* **The task**
Would you filter these records and copy every line that has the word "query"?

Records from a dataset

= = = =

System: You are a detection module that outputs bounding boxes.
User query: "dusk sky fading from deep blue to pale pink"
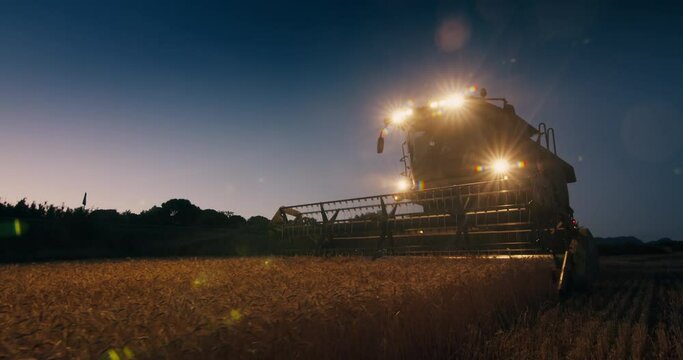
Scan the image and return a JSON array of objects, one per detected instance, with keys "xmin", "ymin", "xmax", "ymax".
[{"xmin": 0, "ymin": 0, "xmax": 683, "ymax": 240}]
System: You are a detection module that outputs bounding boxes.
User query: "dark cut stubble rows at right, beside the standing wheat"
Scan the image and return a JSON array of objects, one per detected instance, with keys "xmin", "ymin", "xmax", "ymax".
[{"xmin": 483, "ymin": 254, "xmax": 683, "ymax": 359}]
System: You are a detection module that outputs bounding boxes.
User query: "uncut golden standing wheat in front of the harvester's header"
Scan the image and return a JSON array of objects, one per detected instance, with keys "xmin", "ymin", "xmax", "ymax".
[{"xmin": 0, "ymin": 258, "xmax": 552, "ymax": 359}]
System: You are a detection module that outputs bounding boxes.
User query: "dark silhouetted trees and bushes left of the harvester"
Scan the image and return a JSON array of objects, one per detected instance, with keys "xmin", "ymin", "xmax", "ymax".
[{"xmin": 0, "ymin": 199, "xmax": 273, "ymax": 262}]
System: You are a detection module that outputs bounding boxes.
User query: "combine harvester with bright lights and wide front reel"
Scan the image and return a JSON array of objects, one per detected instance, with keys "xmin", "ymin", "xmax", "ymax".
[{"xmin": 273, "ymin": 89, "xmax": 597, "ymax": 291}]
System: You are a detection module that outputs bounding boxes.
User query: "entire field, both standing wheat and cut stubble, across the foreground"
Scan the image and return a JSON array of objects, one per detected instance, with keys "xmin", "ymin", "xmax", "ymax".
[{"xmin": 0, "ymin": 257, "xmax": 683, "ymax": 359}]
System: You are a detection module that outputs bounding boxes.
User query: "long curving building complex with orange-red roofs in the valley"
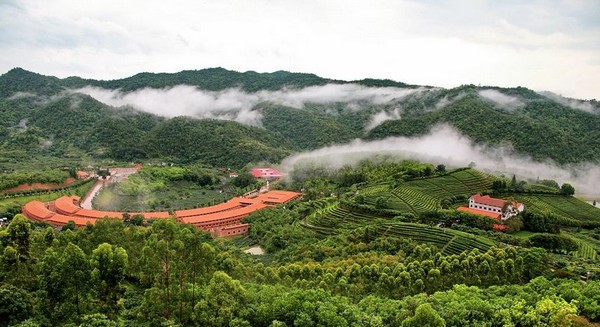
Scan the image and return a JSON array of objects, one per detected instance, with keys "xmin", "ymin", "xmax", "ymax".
[{"xmin": 22, "ymin": 191, "xmax": 302, "ymax": 237}]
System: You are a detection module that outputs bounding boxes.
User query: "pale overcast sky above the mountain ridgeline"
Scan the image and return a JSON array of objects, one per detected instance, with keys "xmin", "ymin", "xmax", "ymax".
[{"xmin": 0, "ymin": 0, "xmax": 600, "ymax": 99}]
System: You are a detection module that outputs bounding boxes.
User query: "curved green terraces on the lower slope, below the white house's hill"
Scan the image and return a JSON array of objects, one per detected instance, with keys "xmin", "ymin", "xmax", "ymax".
[{"xmin": 304, "ymin": 205, "xmax": 494, "ymax": 255}]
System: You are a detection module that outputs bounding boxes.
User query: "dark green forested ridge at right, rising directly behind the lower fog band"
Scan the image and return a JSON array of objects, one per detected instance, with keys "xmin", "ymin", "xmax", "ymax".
[{"xmin": 367, "ymin": 90, "xmax": 600, "ymax": 163}]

= = = =

* **Your solution**
User query: "dusk sky fading from deep blue to pale pink"
User query: "dark cut stubble rows at right, beside the standing wheat"
User query: "uncut golden standing wheat in front of the harvester's header"
User query: "dark silhouetted trees and bushes left of the harvester"
User query: "combine harvester with bright lights and wide front reel"
User query: "entire field, both standing wheat and cut stubble, across the foreground"
User query: "long curving building complex with orange-red roofs in the valley"
User query: "pale overcast sky above the mountain ridgeline"
User query: "curved green terraces on the lower slope, below the white house's hill"
User query: "dark green forested ridge at right, rising directly behind the lower fog band"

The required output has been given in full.